Written problem: Type out the complete listing below word for word, without its pictures.

Records from a dataset
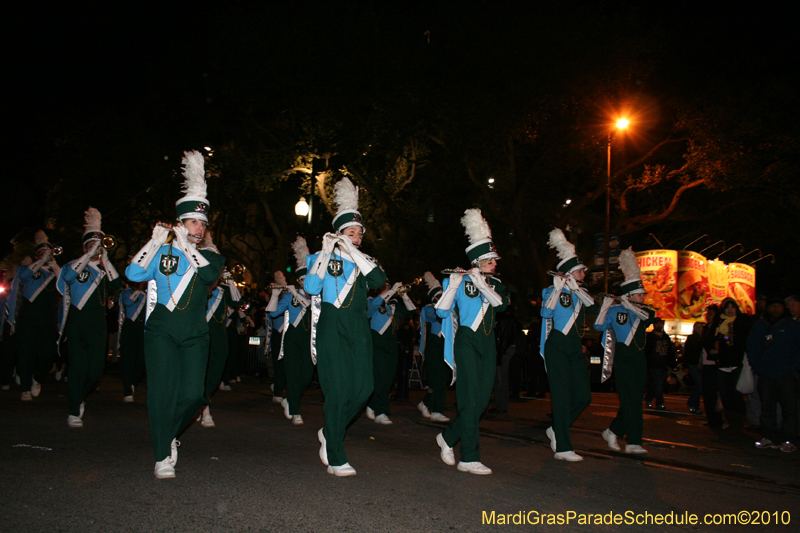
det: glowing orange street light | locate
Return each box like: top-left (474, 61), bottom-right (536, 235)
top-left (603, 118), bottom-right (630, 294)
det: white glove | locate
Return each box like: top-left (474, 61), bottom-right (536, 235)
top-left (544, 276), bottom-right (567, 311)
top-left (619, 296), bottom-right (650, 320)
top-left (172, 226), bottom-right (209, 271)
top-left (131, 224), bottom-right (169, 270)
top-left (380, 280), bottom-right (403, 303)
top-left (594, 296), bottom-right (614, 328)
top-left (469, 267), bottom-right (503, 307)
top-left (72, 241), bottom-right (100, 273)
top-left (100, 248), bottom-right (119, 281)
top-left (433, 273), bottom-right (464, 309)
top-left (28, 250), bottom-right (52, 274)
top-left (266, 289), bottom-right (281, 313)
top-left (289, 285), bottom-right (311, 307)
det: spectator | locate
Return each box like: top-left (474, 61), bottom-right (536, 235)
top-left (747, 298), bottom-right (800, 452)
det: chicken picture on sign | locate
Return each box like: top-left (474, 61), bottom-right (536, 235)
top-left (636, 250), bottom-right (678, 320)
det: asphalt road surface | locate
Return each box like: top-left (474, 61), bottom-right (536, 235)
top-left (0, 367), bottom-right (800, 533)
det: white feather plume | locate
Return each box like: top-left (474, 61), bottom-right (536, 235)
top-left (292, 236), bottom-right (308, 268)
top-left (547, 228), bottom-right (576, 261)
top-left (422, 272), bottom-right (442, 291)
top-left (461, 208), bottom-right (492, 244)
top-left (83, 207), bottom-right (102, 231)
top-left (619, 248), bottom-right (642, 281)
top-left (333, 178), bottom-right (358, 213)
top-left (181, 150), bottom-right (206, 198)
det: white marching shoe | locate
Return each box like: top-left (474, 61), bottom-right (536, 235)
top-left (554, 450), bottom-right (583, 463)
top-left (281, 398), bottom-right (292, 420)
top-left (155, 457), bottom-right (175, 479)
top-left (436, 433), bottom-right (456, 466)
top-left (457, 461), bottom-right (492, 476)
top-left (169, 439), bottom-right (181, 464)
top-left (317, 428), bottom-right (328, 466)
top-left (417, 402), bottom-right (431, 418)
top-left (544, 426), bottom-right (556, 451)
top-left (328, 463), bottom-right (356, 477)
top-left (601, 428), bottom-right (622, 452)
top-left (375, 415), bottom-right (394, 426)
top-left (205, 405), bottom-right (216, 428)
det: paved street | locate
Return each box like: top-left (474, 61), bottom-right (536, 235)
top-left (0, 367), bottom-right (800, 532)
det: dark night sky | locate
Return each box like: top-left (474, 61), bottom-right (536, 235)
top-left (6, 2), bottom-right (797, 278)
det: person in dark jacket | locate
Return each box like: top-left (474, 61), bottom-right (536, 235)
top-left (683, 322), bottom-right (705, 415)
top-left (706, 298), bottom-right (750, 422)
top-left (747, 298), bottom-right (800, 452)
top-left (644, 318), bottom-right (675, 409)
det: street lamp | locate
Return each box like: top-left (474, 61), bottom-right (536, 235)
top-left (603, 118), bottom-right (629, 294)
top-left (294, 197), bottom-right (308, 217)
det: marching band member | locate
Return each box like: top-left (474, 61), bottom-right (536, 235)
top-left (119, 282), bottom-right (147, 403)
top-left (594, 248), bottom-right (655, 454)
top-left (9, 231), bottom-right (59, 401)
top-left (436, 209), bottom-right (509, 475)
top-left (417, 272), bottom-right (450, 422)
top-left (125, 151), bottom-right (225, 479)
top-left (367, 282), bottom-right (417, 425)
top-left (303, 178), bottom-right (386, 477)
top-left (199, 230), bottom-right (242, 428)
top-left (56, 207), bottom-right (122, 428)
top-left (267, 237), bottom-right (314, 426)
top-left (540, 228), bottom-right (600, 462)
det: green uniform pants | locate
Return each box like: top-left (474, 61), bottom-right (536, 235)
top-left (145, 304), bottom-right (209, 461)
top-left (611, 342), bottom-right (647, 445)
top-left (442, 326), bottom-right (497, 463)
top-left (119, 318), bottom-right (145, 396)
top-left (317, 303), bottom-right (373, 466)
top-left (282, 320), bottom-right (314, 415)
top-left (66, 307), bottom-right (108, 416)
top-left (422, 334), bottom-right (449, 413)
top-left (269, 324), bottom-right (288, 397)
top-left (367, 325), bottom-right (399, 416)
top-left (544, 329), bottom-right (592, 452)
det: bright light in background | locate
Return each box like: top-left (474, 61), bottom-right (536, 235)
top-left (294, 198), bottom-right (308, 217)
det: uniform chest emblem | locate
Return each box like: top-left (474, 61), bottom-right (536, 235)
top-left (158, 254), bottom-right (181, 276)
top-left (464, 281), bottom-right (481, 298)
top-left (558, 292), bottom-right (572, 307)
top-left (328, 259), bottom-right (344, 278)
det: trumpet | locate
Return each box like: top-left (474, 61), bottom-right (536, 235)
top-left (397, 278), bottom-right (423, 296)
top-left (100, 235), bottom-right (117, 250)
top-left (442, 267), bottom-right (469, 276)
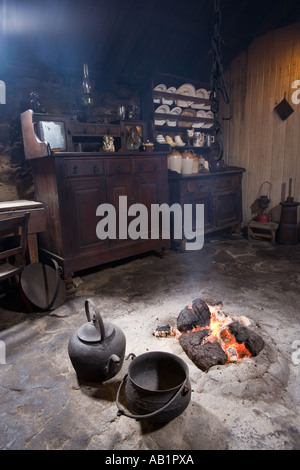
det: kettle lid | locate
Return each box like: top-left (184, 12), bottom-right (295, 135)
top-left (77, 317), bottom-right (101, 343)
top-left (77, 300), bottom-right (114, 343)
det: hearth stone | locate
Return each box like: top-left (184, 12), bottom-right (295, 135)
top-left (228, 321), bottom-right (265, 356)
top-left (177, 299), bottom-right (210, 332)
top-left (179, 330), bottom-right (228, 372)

The result:
det: glowing orange street light | locate
Return each box like: top-left (474, 61), bottom-right (536, 235)
top-left (603, 118), bottom-right (630, 294)
det: white glove | locate
Return each box like: top-left (474, 61), bottom-right (536, 235)
top-left (544, 276), bottom-right (567, 311)
top-left (619, 296), bottom-right (650, 320)
top-left (172, 226), bottom-right (209, 271)
top-left (131, 224), bottom-right (169, 270)
top-left (380, 280), bottom-right (403, 303)
top-left (594, 296), bottom-right (614, 328)
top-left (469, 267), bottom-right (503, 307)
top-left (72, 241), bottom-right (100, 273)
top-left (100, 248), bottom-right (119, 281)
top-left (433, 273), bottom-right (464, 309)
top-left (28, 250), bottom-right (52, 274)
top-left (266, 289), bottom-right (281, 313)
top-left (289, 285), bottom-right (311, 307)
det: spectator | locate
Return each box like: top-left (474, 61), bottom-right (536, 235)
top-left (747, 298), bottom-right (800, 452)
det: chicken picture on sign | locate
Return each box like: top-left (474, 61), bottom-right (536, 235)
top-left (636, 250), bottom-right (678, 320)
det: asphalt road surface | locate
Return each box like: top-left (474, 61), bottom-right (536, 235)
top-left (0, 367), bottom-right (800, 533)
det: white feather plume | locate
Return each box like: top-left (474, 61), bottom-right (536, 235)
top-left (292, 236), bottom-right (308, 268)
top-left (547, 228), bottom-right (576, 261)
top-left (422, 272), bottom-right (442, 291)
top-left (461, 208), bottom-right (492, 244)
top-left (83, 207), bottom-right (102, 231)
top-left (619, 248), bottom-right (642, 281)
top-left (333, 178), bottom-right (358, 213)
top-left (181, 150), bottom-right (206, 198)
det: white marching shoe | locate
Return each box like: top-left (474, 61), bottom-right (536, 235)
top-left (554, 450), bottom-right (583, 463)
top-left (281, 398), bottom-right (292, 420)
top-left (155, 457), bottom-right (175, 479)
top-left (436, 433), bottom-right (456, 466)
top-left (457, 461), bottom-right (492, 476)
top-left (169, 439), bottom-right (181, 464)
top-left (317, 428), bottom-right (328, 466)
top-left (417, 402), bottom-right (431, 418)
top-left (544, 426), bottom-right (556, 451)
top-left (328, 463), bottom-right (356, 477)
top-left (601, 428), bottom-right (622, 452)
top-left (375, 415), bottom-right (394, 426)
top-left (205, 405), bottom-right (216, 428)
det: paved street | locate
Return each box like: top-left (474, 61), bottom-right (536, 235)
top-left (0, 367), bottom-right (800, 532)
det: dark night sky | locate
Return each box like: top-left (474, 61), bottom-right (536, 235)
top-left (6, 2), bottom-right (797, 278)
det: person in dark jacket | locate
Return each box like: top-left (474, 61), bottom-right (536, 235)
top-left (683, 322), bottom-right (705, 415)
top-left (706, 298), bottom-right (750, 422)
top-left (747, 298), bottom-right (800, 452)
top-left (644, 318), bottom-right (675, 409)
det: street lamp | locate
Return each box like: top-left (474, 61), bottom-right (536, 235)
top-left (603, 118), bottom-right (629, 294)
top-left (294, 197), bottom-right (308, 217)
det: marching band member | locate
Return each box like: top-left (474, 61), bottom-right (536, 235)
top-left (119, 282), bottom-right (147, 403)
top-left (594, 248), bottom-right (655, 454)
top-left (9, 231), bottom-right (59, 401)
top-left (436, 209), bottom-right (509, 475)
top-left (417, 272), bottom-right (450, 422)
top-left (125, 151), bottom-right (225, 479)
top-left (367, 282), bottom-right (417, 425)
top-left (303, 178), bottom-right (386, 477)
top-left (199, 230), bottom-right (242, 428)
top-left (56, 207), bottom-right (122, 428)
top-left (267, 237), bottom-right (314, 426)
top-left (540, 228), bottom-right (600, 462)
det: green uniform pants | locate
Return each box like: top-left (474, 61), bottom-right (536, 235)
top-left (145, 304), bottom-right (209, 461)
top-left (611, 342), bottom-right (647, 445)
top-left (442, 326), bottom-right (497, 463)
top-left (119, 318), bottom-right (145, 396)
top-left (317, 303), bottom-right (373, 466)
top-left (282, 320), bottom-right (314, 415)
top-left (66, 307), bottom-right (108, 416)
top-left (422, 334), bottom-right (449, 413)
top-left (269, 324), bottom-right (288, 397)
top-left (367, 325), bottom-right (399, 416)
top-left (544, 329), bottom-right (592, 452)
det: bright light in background | locate
Return each box like: top-left (474, 61), bottom-right (536, 235)
top-left (294, 198), bottom-right (308, 217)
det: uniform chest emblem | locate
Return each box like: top-left (474, 61), bottom-right (536, 235)
top-left (158, 254), bottom-right (181, 276)
top-left (464, 281), bottom-right (481, 298)
top-left (558, 292), bottom-right (572, 307)
top-left (328, 259), bottom-right (344, 278)
det: trumpet | locate
Return each box like: top-left (474, 61), bottom-right (536, 235)
top-left (397, 278), bottom-right (423, 296)
top-left (100, 235), bottom-right (117, 250)
top-left (442, 267), bottom-right (469, 276)
det: kettle lid | locate
Return each box like: top-left (184, 12), bottom-right (295, 135)
top-left (77, 317), bottom-right (101, 343)
top-left (77, 300), bottom-right (114, 343)
det: hearth stone | locate
Return each box like: top-left (184, 12), bottom-right (295, 135)
top-left (228, 321), bottom-right (265, 356)
top-left (177, 299), bottom-right (210, 332)
top-left (179, 330), bottom-right (228, 372)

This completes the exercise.